> Exercises
1. Copy out verbatim the lines of the listing, starting with the line that contains "Cam-trap alert: motion was detected. Identify paving" and going on through the final line of the listing.
2. Continue the piece about the picture book A Friend Indeed: Lost and Found from where it stops.

> Excerpted text
○ ○ ○
Friday, February 14, 2020

A Friend Indeed: Lost and Found by JiWon Beck

An indigenous girl makes her way through the snowscape to her hole in the ice, where she catches three fish, and with them over over her shoulder, confidently heads toward home. But a blinding snowstorm suddenly blows in, and she is lost in the vast expanse of white.

Through the windblown snowflakes she spots a fisherman's igloo, but when she takes shelter inside, she sees a young polar bear has gotten there first.

But the two see themselves in the same situation. The bear is friendly, and sensing that he is hungry, she gives him her fish, and the two share her little blanket through the cold night.

When the storm ceases, she catches more fish for her friend, and as the snow begins again, he escorts her, even giving her a ride on his back until she spies her little house ahead. The two say goodbye with a nose rub and a hug, and seeing that the young bear is reunited with his mama, the girl runs toward her own mother, their front door open wide for her.
○ ○ ○
> Working data
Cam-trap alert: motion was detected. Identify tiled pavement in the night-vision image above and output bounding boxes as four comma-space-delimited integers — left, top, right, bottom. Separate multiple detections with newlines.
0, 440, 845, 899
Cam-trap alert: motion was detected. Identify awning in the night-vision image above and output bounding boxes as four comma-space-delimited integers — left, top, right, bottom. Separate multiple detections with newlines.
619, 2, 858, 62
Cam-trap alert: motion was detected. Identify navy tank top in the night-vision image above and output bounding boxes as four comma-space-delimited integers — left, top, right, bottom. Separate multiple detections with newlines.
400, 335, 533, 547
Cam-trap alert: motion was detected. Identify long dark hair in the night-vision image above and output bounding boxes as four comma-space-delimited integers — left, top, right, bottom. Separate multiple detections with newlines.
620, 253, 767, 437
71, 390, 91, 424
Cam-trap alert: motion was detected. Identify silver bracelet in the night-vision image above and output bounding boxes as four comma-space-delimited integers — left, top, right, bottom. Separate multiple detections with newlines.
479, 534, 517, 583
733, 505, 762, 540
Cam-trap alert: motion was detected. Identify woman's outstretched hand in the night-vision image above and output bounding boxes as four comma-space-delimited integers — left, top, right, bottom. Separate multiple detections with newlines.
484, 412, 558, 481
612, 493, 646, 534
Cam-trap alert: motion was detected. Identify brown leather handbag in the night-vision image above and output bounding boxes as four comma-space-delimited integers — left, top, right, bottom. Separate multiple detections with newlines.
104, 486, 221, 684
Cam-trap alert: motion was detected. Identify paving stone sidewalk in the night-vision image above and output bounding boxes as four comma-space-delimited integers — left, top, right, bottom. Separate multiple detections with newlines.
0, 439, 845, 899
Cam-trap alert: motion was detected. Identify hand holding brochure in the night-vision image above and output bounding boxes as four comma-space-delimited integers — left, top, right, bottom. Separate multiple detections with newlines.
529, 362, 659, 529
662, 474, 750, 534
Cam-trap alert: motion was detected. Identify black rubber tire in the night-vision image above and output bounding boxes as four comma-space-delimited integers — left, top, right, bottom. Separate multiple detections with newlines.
○ ○ ○
> Results for the exercise
1.
Cam-trap alert: motion was detected. Identify paving stone sidewalk in the night-vision image above and output bounding boxes as four comma-space-delimited integers — left, top, right, bottom. Separate multiple detections with newlines.
0, 439, 845, 899
Cam-trap alert: motion was detected. Identify hand holding brochure in the night-vision image above and output bounding boxes as four comma-space-delimited integers — left, top, right, bottom. Separate multiple detections with newlines.
529, 362, 659, 529
662, 474, 750, 534
Cam-trap alert: motion was detected. Identify black rubber tire in the night-vision image above and output bounding boxes as four comma-space-delimited integers — left, top, right, bottom. Separate multiple detections with newlines.

2.
In his wordless picture book, JiWon Beck's Lost and Found (Peter Pauper Press, 2019) tells a moving story of kindnesses shared, with strikingly lovely illustrations done in the spare colors of the arctic scene, gray, white, black, and the red of the child's mittens. Telling the same timeless story of kindness between unlikely friends as Aesop's ancient fable of the lion and the mouse, Beck's tale does it without text, but with the language of beautiful artwork that speaks volumes.

Share this one in the snowy season with Matthew Cordell's 2018 Caldecott winner, Wolf in the Snow (read review here).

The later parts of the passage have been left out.